+++ EXCERPTED DATA +++
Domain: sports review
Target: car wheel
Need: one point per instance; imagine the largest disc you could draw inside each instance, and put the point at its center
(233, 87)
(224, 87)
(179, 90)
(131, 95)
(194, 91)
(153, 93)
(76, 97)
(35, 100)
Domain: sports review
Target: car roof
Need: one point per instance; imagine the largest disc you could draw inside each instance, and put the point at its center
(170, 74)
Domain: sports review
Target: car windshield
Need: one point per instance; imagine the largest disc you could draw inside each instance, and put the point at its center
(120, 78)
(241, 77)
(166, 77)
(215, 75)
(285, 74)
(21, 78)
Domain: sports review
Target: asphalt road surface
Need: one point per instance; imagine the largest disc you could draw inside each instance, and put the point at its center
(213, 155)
+++
+++ EXCERPTED DATA +++
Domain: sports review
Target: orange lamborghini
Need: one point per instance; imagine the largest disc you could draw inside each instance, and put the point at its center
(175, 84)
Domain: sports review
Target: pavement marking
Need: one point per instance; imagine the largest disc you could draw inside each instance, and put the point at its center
+++
+++ EXCERPTED DATA +++
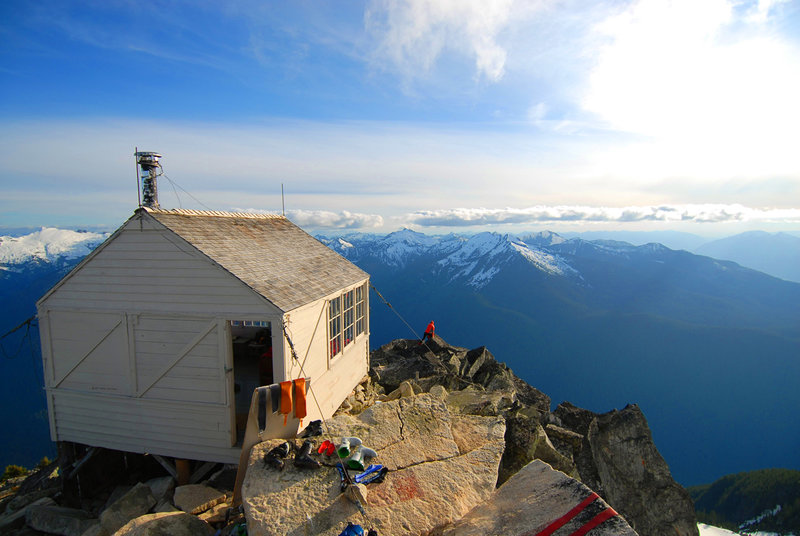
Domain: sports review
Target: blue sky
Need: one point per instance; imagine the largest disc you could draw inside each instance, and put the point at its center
+++
▶ EXERCISE REQUIREMENTS: Copy all lines from the data above that contain the word "Target".

▶ YOUR SOLUTION:
Target: car wheel
Target: car roof
Target: car windshield
Target: asphalt road surface
Target: orange lamborghini
Target: pavement marking
Target: blue sky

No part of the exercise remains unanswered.